TASKS TO PERFORM:
1 > Translate this sentence from the patent listing on bfloat16 comparison instructions into Spanish: "Techniques for comparing BF16 data elements are described."
2 > Reproduce the patent listing on bfloat16 comparison instructions word for word, from "Abstract: Techniques for" up to and including "on the comparison.".

EXCERPTED TEXT:
▬▬▬▬▬▬▬▬▬▬

Bfloat16 Comparison Instructions

Abstract: Techniques for comparing BF16 data elements are described. An exemplary BF16 comparison instruction includes fields for an opcode, an identification of a location of a first packed data source operand, and an identification of a location of a second packed data source operand, wherein the opcode is to indicate that execution circuitry is to perform, for a particular data element position of the packed data source operands, a comparison of a data element at that position, and update a flags register based on the comparison.

Patent Information

Application #

Filing Date

15 May 2024

Publication Number

22/2024

Publication Type

INA

Invention Field

COMPUTER SCIENCE

Status

Email

Parent Application

Applicants

INTEL CORPORATION

2200 Mission College Boulevard, Santa Clara, California 95054, USA

Inventors

1. ALEXANDER HEINECKE

#701 55 River Oaks Place San Jose California USA 95134

2. MENACHEM ADELMAN

Hatichon 31A Apt.5 Haifa Israel 3229624

3. ROBERT VALENTINE

Ya'ara 40 Kiryat Tivon Israel 36054

4. ZEEV SPERBER

32nd Igal Alon St., Zikhron Yaakov Israel 3092832

5. AMIT GRADSTEIN

16th Hadas St., Binyamina Israel 3052316

6. MARK CHARNEY

610 Waltham Street Lexington Massachusetts USA 02421

7. EVANGELOS GEORGANAS

1927 Bridgepoint Pkwy, Unit H346, San Mateo California USA 94404

8. DHIRAJ KALAMKAR

Intel tech India Pvt Ltd Devarabeesanahalli Village Bangalore Karnataka India 560103

9. CHRISTOPHER HUGHES

3543 Druffel Place Santa Clara California USA 95051

10. CRISTINA ANDERSON

890 NW Brookhill Street Hillsboro Oregon USA 97124

Specification

Description:RELATED APPLICATION
[0001] This application is a divisional of India Patent Application No. 202244042724, filed on 26 July 2022, entitled “BFLOAT16 COMPARISON INSTRUCTIONS”.

▬▬▬▬▬▬▬▬▬▬

GIVEN INFORMATION:
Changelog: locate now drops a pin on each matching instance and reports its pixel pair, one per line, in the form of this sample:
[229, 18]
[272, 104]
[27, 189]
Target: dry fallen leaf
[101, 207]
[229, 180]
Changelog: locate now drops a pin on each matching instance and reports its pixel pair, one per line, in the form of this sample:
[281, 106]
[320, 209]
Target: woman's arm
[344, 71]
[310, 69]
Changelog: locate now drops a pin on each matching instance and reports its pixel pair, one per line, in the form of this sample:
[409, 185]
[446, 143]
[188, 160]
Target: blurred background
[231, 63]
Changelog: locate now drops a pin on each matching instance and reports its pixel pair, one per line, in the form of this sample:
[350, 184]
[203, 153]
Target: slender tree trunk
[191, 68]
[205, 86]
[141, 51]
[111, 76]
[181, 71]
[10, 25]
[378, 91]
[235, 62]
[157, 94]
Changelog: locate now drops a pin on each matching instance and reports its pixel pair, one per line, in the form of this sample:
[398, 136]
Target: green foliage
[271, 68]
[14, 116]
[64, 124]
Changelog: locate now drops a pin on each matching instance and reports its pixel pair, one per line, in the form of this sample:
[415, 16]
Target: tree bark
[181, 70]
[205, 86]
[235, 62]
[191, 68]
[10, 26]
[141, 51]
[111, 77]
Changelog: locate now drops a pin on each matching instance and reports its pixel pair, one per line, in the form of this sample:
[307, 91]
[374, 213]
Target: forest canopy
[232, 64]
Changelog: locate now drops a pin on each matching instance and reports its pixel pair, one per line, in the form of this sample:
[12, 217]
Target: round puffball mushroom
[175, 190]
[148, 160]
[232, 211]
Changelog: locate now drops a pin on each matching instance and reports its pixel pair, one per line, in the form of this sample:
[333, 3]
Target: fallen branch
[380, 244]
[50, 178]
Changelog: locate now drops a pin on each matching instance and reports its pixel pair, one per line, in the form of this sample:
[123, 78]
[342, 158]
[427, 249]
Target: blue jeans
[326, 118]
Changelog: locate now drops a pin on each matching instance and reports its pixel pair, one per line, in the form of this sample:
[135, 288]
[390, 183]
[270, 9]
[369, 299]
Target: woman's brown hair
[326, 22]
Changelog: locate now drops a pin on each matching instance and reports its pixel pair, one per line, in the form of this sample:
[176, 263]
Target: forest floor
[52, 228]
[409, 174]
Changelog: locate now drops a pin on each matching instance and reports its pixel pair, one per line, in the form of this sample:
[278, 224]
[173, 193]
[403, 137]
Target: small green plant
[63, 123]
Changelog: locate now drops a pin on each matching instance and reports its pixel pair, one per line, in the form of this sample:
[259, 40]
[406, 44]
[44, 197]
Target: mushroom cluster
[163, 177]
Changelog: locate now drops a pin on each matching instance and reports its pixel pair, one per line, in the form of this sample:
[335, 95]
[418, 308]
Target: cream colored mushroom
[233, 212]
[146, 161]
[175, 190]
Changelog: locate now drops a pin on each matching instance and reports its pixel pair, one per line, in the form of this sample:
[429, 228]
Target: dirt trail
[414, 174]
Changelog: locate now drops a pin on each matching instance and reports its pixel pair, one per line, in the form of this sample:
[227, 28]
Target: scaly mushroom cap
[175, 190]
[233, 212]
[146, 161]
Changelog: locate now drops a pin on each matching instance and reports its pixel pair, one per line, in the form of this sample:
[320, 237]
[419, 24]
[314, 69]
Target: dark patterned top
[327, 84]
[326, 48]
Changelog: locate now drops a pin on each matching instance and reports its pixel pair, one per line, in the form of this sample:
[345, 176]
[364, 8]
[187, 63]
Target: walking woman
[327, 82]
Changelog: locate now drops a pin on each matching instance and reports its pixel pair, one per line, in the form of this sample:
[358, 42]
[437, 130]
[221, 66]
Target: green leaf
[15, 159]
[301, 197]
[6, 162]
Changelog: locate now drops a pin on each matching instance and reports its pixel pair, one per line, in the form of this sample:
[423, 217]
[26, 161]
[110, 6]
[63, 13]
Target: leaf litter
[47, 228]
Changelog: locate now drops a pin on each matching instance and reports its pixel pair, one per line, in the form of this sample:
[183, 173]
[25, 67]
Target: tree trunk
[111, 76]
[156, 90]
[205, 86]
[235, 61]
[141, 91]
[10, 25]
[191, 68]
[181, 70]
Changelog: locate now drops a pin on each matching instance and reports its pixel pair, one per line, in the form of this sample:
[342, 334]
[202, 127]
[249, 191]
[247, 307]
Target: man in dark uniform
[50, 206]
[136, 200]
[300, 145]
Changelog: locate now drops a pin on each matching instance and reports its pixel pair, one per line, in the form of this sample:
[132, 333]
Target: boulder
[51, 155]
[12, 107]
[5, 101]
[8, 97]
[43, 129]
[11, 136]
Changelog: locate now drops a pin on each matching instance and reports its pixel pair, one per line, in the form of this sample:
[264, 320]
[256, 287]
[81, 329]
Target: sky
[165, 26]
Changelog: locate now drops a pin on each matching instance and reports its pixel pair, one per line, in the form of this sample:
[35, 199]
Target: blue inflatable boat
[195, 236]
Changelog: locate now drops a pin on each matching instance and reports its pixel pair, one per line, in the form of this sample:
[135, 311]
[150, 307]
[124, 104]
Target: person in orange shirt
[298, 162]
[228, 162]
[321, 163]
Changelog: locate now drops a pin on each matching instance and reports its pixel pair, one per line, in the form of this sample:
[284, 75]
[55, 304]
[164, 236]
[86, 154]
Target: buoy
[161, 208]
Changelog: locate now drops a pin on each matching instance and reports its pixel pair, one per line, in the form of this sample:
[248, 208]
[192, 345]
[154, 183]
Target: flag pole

▬▬▬▬▬▬▬▬▬▬

ANSWERS PER TASK:
1 > Se describen técnicas para comparar elementos de datos BF16.

2 >
Abstract: Techniques for comparing BF16 data elements are described. An exemplary BF16 comparison instruction includes fields for an opcode, an identification of a location of a first packed data source operand, and an identification of a location of a second packed data source operand, wherein the opcode is to indicate that execution circuitry is to perform, for a particular data element position of the packed data source operands, a comparison of a data element at that position, and update a flags register based on the comparison.